#### Given data ####

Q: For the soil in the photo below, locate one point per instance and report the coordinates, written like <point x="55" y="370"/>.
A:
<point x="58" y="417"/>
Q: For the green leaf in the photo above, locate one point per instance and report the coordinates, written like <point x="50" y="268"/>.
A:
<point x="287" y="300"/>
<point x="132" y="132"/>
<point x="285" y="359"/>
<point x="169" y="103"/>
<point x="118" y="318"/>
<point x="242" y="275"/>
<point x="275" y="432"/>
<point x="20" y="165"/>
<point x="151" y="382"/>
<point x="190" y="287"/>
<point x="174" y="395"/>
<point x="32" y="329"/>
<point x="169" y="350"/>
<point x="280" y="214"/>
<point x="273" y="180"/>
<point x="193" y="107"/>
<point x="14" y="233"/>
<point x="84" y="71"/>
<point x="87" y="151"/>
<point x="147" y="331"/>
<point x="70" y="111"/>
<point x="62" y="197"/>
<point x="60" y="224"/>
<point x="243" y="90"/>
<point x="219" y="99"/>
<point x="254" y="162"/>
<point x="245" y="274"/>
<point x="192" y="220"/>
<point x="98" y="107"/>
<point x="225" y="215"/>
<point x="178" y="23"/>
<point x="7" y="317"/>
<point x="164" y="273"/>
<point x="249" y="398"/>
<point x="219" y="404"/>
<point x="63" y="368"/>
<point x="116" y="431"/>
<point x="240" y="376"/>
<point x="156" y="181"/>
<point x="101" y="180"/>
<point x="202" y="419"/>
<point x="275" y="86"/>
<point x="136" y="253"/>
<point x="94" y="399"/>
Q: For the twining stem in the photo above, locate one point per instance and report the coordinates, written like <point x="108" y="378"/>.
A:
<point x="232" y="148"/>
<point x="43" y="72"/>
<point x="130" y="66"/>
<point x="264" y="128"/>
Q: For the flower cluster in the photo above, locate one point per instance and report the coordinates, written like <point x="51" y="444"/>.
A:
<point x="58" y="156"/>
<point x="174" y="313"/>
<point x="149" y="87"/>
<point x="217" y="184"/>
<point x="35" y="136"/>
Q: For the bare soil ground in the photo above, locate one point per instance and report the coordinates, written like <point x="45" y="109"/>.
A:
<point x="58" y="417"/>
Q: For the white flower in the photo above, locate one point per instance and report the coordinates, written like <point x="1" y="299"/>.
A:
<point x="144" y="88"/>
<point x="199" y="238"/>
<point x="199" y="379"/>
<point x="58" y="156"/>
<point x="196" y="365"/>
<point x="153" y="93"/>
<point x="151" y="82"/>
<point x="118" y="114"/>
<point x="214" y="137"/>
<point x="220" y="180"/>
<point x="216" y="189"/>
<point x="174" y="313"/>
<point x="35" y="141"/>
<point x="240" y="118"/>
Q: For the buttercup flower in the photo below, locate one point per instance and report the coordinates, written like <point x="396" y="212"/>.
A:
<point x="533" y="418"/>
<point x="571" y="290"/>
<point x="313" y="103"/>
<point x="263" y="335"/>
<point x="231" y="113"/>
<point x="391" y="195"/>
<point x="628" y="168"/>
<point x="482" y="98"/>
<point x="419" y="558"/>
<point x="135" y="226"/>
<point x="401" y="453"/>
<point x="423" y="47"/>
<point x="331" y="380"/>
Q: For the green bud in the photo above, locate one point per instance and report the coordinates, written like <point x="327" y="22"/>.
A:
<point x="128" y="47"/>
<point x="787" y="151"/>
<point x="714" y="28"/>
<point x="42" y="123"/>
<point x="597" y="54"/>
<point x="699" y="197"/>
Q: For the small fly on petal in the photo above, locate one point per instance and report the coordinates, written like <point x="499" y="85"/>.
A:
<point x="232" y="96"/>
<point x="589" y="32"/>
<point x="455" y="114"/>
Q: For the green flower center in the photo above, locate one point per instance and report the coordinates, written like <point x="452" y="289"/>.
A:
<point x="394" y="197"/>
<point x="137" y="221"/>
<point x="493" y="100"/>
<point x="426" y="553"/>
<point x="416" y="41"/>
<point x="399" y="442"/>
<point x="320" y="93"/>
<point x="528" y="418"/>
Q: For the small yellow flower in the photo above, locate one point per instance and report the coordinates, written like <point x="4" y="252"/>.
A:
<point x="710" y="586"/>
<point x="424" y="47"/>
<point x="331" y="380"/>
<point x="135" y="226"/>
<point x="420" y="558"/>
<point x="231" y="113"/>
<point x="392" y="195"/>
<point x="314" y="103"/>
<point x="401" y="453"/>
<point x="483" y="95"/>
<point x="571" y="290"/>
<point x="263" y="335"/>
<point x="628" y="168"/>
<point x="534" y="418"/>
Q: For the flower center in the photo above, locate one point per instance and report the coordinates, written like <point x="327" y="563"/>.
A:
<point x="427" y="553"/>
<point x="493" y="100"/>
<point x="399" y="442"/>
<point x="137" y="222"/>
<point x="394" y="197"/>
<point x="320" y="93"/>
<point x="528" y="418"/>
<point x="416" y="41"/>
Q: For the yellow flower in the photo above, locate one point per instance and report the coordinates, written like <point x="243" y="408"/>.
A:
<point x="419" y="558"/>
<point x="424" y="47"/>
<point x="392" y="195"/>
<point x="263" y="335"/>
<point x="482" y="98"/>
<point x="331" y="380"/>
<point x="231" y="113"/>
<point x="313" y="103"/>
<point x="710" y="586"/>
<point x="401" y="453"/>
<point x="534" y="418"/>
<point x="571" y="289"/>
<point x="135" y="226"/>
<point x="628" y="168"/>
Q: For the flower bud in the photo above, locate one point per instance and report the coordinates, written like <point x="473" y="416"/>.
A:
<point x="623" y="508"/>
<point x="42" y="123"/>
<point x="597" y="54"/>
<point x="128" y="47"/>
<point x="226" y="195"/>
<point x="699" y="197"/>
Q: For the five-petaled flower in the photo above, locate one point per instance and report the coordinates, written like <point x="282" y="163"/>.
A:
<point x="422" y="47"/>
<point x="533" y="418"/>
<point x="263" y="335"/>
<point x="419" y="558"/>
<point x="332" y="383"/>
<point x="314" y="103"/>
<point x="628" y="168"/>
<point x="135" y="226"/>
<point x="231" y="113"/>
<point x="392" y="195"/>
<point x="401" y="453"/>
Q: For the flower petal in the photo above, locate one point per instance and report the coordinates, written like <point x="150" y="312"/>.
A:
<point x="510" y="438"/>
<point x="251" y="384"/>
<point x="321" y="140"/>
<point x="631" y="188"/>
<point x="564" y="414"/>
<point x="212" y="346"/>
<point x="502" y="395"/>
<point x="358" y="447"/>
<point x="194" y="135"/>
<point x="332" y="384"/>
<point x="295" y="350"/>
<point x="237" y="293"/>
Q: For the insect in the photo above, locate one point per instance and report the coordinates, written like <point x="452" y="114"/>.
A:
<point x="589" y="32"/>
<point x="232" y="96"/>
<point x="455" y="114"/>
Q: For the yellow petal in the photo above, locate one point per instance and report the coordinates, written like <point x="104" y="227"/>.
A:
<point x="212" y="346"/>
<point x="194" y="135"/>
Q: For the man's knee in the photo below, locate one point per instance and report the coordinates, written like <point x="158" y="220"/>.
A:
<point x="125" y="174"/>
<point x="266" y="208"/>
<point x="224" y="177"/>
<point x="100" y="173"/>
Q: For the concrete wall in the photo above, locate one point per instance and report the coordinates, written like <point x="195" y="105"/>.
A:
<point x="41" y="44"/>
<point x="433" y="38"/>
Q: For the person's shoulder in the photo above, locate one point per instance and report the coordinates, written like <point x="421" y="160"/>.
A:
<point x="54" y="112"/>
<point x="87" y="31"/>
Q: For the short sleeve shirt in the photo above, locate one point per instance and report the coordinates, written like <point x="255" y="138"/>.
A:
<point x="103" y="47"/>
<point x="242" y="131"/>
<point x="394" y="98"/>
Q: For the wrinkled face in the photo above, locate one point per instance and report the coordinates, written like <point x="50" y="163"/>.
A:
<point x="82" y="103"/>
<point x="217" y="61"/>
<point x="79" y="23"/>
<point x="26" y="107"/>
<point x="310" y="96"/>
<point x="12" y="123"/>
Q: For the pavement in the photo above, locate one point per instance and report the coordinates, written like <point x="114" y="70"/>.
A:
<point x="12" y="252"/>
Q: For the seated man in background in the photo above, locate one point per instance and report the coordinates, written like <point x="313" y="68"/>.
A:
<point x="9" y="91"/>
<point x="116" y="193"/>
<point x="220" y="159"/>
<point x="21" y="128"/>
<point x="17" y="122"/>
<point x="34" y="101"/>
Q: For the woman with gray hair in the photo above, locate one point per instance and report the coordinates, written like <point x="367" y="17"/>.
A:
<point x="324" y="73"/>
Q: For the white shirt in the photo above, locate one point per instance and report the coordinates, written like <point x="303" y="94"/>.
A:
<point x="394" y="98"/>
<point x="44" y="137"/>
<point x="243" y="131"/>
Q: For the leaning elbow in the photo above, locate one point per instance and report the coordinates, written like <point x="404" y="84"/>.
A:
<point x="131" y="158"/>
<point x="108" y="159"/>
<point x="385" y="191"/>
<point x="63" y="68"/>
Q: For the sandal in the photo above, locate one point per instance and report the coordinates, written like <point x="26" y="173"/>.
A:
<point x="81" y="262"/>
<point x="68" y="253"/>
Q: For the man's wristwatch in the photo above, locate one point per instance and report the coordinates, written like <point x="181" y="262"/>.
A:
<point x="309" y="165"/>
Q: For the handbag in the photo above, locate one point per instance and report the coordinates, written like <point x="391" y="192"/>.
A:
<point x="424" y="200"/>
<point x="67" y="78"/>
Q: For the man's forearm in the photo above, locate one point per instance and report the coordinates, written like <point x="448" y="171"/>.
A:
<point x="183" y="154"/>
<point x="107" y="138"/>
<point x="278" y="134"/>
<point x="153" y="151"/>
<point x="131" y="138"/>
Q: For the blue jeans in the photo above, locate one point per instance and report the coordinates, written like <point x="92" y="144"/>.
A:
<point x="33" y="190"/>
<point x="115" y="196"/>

####

* [Task goal]:
In the lines from the one containing "Q: For the man's forearm" through the last line, change "locate" to "mark" and give those lines back with everything else the same.

* [Exercise response]:
Q: For the man's forearm in the photo above, mark one point per instance and report the coordinates, written like <point x="448" y="171"/>.
A:
<point x="183" y="154"/>
<point x="107" y="138"/>
<point x="278" y="134"/>
<point x="153" y="151"/>
<point x="131" y="138"/>
Q: For the blue jeans in the photo above, mark one point per instance and report the coordinates, written like <point x="92" y="144"/>.
A:
<point x="33" y="190"/>
<point x="115" y="196"/>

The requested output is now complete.